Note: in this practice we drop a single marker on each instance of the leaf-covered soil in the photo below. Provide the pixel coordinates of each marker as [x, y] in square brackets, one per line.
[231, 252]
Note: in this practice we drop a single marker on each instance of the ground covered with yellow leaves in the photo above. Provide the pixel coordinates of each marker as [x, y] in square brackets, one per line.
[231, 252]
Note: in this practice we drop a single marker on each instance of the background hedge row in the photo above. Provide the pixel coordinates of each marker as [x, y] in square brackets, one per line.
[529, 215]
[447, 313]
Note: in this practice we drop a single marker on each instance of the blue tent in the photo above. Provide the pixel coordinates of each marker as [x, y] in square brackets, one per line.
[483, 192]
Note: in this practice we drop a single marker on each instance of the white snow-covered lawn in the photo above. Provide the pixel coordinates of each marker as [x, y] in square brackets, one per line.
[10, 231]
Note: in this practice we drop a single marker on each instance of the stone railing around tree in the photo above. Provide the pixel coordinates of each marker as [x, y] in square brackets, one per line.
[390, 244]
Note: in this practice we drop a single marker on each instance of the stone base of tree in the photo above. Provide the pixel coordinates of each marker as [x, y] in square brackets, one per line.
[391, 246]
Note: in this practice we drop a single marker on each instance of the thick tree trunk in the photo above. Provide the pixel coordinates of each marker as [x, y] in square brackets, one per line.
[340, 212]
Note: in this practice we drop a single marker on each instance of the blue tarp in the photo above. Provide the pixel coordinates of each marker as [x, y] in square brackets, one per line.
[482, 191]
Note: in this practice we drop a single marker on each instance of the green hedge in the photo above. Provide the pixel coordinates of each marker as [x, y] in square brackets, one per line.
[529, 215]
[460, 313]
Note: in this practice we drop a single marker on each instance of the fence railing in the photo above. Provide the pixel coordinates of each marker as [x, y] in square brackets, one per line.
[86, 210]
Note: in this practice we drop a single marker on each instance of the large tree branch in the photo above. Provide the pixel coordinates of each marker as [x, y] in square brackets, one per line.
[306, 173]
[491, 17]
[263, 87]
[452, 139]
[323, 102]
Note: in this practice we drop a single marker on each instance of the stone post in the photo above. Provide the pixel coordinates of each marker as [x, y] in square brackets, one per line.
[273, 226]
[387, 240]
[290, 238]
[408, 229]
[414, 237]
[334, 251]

§ Exercise aim: Keeping each line exactly as it is, retype all of the data.

§ Result of this exercise:
Note: in this practice we drop a single marker on each instance of the leaf-covered soil in the photo below. Provide the pixel coordinates of each marker as [x, y] in square brackets, one per line.
[231, 252]
Note: in this practice we drop a single marker on each instance of the ground covered with yellow leaves in the photo above. Provide the pixel coordinates of each marker as [x, y] in square brackets, one per line.
[231, 252]
Note: in this practice we drop a single marker on each instance of the background hedge row in the photo above. Provide the pixel coordinates of each marker as [x, y] in square brackets, one per line.
[529, 215]
[447, 313]
Note: in this practice we drop a single marker on each instance of the blue tent in the photo above. Provide the pixel coordinates of each marker as [x, y] in square brackets, one per line.
[483, 192]
Note: in this practice we drop a single marker on each instance of the white snow-covered lawn in the photo above. Provide the pixel coordinates of each marker as [x, y] in square brackets, one per line.
[10, 231]
Note: in this practice we drop a single marker on each instance of the stone railing around tree in the photo above. Provide the pixel coordinates of each marker as [x, y] in square brackets, one per line.
[390, 244]
Note: in this practice we drop a single marker on each instance of the stone base of tree in the photo above. Provide the pixel coordinates of each marker as [x, y] in square brackets, one per line.
[391, 246]
Note: in this practice we drop a single marker on each instance of the thick tree trunk in the photo above. Provide the pixel coordinates of each marker as [x, y] in square brackets, one per line.
[340, 212]
Note: in this practice we drop a single marker on each instance of the blue tarp in the photo above. Provide the pixel coordinates of each marker as [x, y] in square brackets, one per line.
[482, 191]
Note: in this practice we drop a single marker on each instance of the green hedge in the photo above. Provide the pixel coordinates of each marker as [x, y] in square brackets, one per line.
[529, 215]
[460, 313]
Note: in this practice we drop a single marker on each instance of the fence railing in the photo above. Provide the pixel coordinates of each marker as [x, y] in square brackets, one per line.
[86, 210]
Note: in this practice we drop a single marker on each instance of the large tree branch in the photo above. Provide the pixel coordinates of each marker as [x, y] in square brackets, one per line.
[306, 173]
[491, 17]
[263, 87]
[452, 139]
[323, 102]
Note: in this practice we drop a single marker on each instance of the stone post in the photo above. Provide the pixel coordinates of each marker as [x, y] in square brackets, one per line.
[273, 226]
[387, 240]
[290, 238]
[408, 229]
[414, 237]
[334, 251]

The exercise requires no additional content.